Given problem: Copy the data below exactly, omitting any picture it contains.

Dataset content:
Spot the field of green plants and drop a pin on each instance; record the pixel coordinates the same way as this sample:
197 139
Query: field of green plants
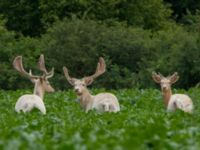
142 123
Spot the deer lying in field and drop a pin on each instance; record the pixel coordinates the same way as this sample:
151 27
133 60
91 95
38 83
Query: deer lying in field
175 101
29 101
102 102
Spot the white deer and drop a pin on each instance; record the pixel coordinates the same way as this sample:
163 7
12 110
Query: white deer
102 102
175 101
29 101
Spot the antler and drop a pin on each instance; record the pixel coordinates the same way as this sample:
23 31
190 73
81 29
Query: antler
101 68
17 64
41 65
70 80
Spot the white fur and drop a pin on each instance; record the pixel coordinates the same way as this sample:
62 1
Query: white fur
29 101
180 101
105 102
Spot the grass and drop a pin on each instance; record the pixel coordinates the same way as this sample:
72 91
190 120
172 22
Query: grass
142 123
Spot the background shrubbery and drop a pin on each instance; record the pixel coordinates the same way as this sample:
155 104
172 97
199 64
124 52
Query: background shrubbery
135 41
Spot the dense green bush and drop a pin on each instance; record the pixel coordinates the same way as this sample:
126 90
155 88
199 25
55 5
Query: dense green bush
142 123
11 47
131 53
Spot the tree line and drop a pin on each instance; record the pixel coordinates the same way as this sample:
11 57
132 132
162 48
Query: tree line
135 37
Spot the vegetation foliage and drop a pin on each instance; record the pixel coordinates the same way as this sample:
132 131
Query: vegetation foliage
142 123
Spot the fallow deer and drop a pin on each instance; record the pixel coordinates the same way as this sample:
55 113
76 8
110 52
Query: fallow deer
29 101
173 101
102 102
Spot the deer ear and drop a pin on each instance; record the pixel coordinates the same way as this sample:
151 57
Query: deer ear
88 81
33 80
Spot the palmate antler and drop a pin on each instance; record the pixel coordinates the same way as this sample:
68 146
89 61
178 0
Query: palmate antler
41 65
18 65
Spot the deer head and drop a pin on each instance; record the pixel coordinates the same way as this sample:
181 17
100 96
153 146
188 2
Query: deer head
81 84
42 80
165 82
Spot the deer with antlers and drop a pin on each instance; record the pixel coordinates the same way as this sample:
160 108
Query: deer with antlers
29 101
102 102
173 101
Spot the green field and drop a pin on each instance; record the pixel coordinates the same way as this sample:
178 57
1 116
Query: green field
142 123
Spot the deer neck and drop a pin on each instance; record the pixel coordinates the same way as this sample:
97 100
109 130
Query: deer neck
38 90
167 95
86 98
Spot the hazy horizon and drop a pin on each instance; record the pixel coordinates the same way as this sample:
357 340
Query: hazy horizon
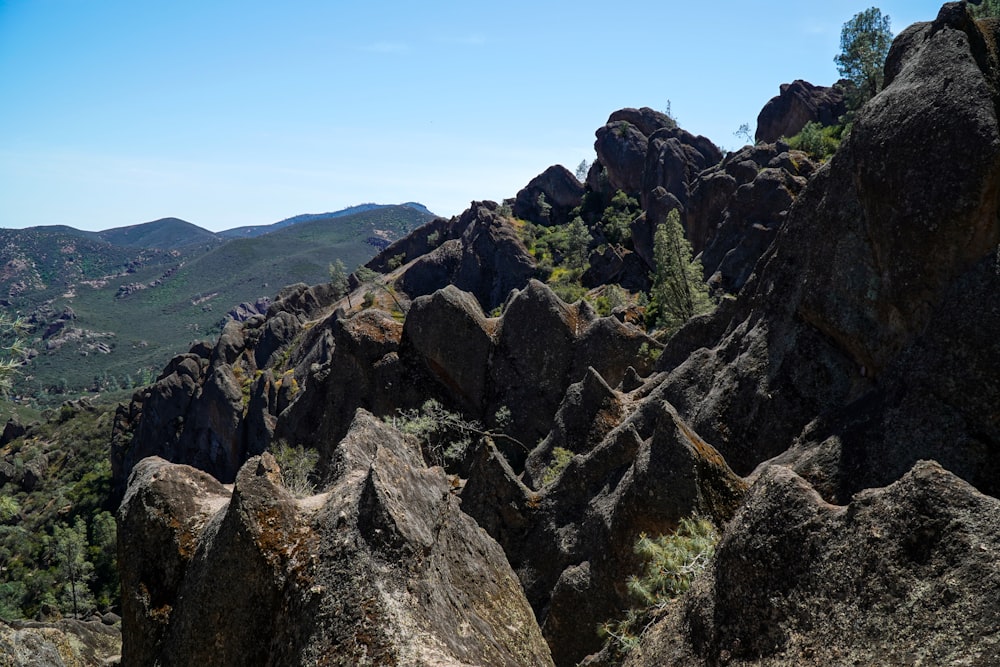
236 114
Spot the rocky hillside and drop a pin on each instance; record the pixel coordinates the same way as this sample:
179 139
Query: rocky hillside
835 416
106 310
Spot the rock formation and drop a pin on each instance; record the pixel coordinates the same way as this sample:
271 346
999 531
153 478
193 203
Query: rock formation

Worked solution:
Spot the field of green plants and drop a pin on each instance; record the pixel coordinates the same way as this sample:
197 139
Query: field of green plants
142 123
Spot the deer lying in field and drop a pin on each instance; record the pixel coordinates the same way as this sample:
151 27
133 60
91 95
38 83
Query: deer lying in field
175 101
29 101
102 102
Spot the white deer and drop a pin on each instance; record the pixel coordinates the same way as this sample:
163 7
12 110
Query: white deer
102 102
175 101
29 101
Spot the antler and drop a pin on each instance; record the pixel coordinates the same way as this sample:
23 31
190 73
81 29
Query: antler
101 68
17 64
41 65
70 80
Spot the white fur and drop a pin on each instance; record the pixel coordinates the same way as this sample:
62 1
Query: white fur
29 101
180 101
105 102
Spot the grass and drop a pin on each instance; record the pixel coordinates the same way as this sample:
72 91
190 120
172 22
Query: grass
142 123
Spot the background shrubbery and drop a pin on each instance; record the pixel coordinates the same way as this sample:
155 104
172 97
199 64
124 52
Query: background shrubbery
135 41
Spot the dense green bush and drop a pin on each instance; record the pixel coordinates the same way as this sample:
126 90
155 88
199 25
55 5
Query: dense green bush
142 123
11 47
131 53
Spot the tree line and drop a pin on each instance; record the pixel coordinates the same way as this sample:
11 57
132 132
162 48
Query: tree line
135 37
Spot the vegetation foliage and drop a pin on each instance; record the pixel coordinates the same way as this sample:
132 131
Query: vegetation foliage
142 123
Spot the fallow deer and drop a pin on each instance; record the pixel coordinates the same way as this sample:
55 113
76 8
110 52
Query: fallow deer
29 101
173 101
102 102
Spot the deer ear and drop a pin on each instance; record the pixel coordinates the same way as this sample:
151 57
Query: deer ear
88 81
33 80
Spot the palmate antler and drop a pin on each instance; record the pixel coordinates the same way as this sample:
68 146
89 61
178 0
Query: palmate antler
41 65
18 65
Spot the deer head and drop a pin on each instance; record the pixel coordinates the same way as this sample:
181 17
100 96
153 146
188 2
Query: deer head
81 84
42 80
165 82
Spot the deer with antlers and drop a pin on each instance; record the pixel coordinates the same way as this sample:
160 108
Query: deer with antlers
29 101
102 102
173 101
Spot the green field and drop a pin on each instance; record the pixel coordinates the same way as this sample:
178 57
1 116
Query: green field
142 123
Spot the deer neck and drop a pin on each instance; record the pixel coordinates the same way as this sample:
97 100
109 130
Query: deer neck
38 90
167 95
86 98
Spot the hazy horizon and drop a pin on each instance; record the pixel coordinates the same way as this sample:
357 340
Query: hazy horizon
236 114
Spot the rocky hillside and drop a pin on each instance; record the pixel coordinates the same way as this sample:
179 139
Query: rocky hillside
835 416
106 310
Spot the rock formation and drop a pin on each instance; record the pixel coordinates the same way as this sample:
271 346
999 531
153 478
193 203
Query: rock formation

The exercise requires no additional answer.